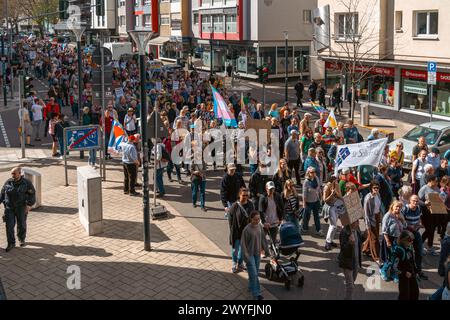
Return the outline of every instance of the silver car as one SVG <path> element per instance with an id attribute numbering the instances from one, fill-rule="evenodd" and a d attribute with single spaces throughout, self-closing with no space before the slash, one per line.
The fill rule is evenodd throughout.
<path id="1" fill-rule="evenodd" d="M 405 169 L 412 168 L 412 151 L 419 137 L 424 136 L 429 150 L 431 148 L 438 148 L 441 152 L 441 157 L 450 149 L 450 121 L 433 121 L 423 123 L 402 138 L 396 139 L 389 144 L 389 149 L 394 150 L 398 142 L 403 143 L 403 152 L 405 153 L 405 160 L 403 167 Z"/>

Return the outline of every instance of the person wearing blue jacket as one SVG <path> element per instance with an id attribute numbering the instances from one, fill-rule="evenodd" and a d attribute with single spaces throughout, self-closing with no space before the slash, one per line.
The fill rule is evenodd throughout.
<path id="1" fill-rule="evenodd" d="M 305 159 L 305 162 L 303 163 L 303 170 L 306 172 L 309 167 L 313 167 L 316 169 L 316 173 L 318 176 L 320 176 L 320 167 L 319 163 L 316 160 L 316 149 L 310 148 L 308 149 L 308 156 Z"/>

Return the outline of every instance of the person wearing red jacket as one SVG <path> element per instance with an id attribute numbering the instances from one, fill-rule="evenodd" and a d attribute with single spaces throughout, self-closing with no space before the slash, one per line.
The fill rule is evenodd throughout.
<path id="1" fill-rule="evenodd" d="M 45 120 L 44 137 L 47 136 L 48 124 L 50 123 L 52 113 L 56 114 L 61 113 L 61 108 L 59 107 L 59 104 L 55 102 L 55 98 L 50 98 L 49 103 L 47 103 L 44 108 L 44 120 Z"/>
<path id="2" fill-rule="evenodd" d="M 108 153 L 108 144 L 114 119 L 117 119 L 117 113 L 115 112 L 112 104 L 109 104 L 107 110 L 105 111 L 105 158 L 107 159 L 111 159 L 111 155 Z"/>
<path id="3" fill-rule="evenodd" d="M 177 174 L 178 183 L 182 183 L 180 165 L 176 165 L 172 161 L 172 146 L 175 145 L 175 142 L 172 142 L 173 131 L 174 131 L 174 129 L 169 127 L 169 135 L 167 137 L 165 137 L 162 141 L 166 151 L 169 153 L 169 155 L 171 157 L 171 160 L 169 161 L 169 164 L 167 165 L 167 176 L 169 177 L 170 182 L 172 182 L 173 181 L 172 170 L 175 167 L 175 172 Z"/>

----------------

=== Task requirements ===
Output all data exactly, omitting images.

=== Answer to the problem ===
Return the outline of every instance of the silver car as one SVG <path> element per instance with an id attribute numbering the instances from one, fill-rule="evenodd" and a d attribute with single spaces throughout, self-closing with no space before the slash, one per line.
The fill rule is evenodd throughout.
<path id="1" fill-rule="evenodd" d="M 405 169 L 412 168 L 412 151 L 419 137 L 424 136 L 429 150 L 431 148 L 438 148 L 441 152 L 441 157 L 450 149 L 450 121 L 433 121 L 423 123 L 402 138 L 396 139 L 389 144 L 389 149 L 394 150 L 398 142 L 403 143 L 403 152 L 405 153 L 405 160 L 403 167 Z"/>

Return the outline of every instance of the person wearing blue jacket as one SVG <path> element per instance with an id attribute numbering the instances from one, fill-rule="evenodd" and a d attribute with single spaces throughout, self-closing with no space before the slash, one per line.
The fill rule is evenodd throughout.
<path id="1" fill-rule="evenodd" d="M 305 159 L 305 162 L 303 163 L 303 170 L 306 172 L 309 167 L 313 167 L 316 169 L 316 173 L 318 176 L 320 176 L 320 167 L 319 163 L 316 160 L 316 149 L 310 148 L 308 149 L 308 156 Z"/>

Return the outline of every instance of the person wearing red jacket as one SVG <path> element per instance with an id attribute numbering the instances from one, fill-rule="evenodd" and a d attribute with single spaces throughout, self-closing with no space before the slash, one per line.
The fill rule is evenodd throughout.
<path id="1" fill-rule="evenodd" d="M 45 120 L 44 137 L 47 136 L 48 124 L 50 123 L 52 113 L 56 114 L 61 113 L 61 108 L 59 107 L 59 104 L 55 102 L 55 98 L 50 98 L 49 103 L 47 103 L 44 108 L 44 120 Z"/>
<path id="2" fill-rule="evenodd" d="M 108 153 L 108 144 L 114 119 L 117 119 L 117 113 L 115 112 L 112 104 L 109 104 L 107 110 L 105 111 L 105 158 L 107 159 L 111 159 L 111 155 Z"/>
<path id="3" fill-rule="evenodd" d="M 177 174 L 178 183 L 182 183 L 180 165 L 176 165 L 172 161 L 172 146 L 175 145 L 175 142 L 172 142 L 173 131 L 174 131 L 174 129 L 169 127 L 169 135 L 167 137 L 165 137 L 162 141 L 166 151 L 169 153 L 169 155 L 171 157 L 171 160 L 169 161 L 169 164 L 167 165 L 167 176 L 169 177 L 170 182 L 172 182 L 173 181 L 172 170 L 175 167 L 175 172 Z"/>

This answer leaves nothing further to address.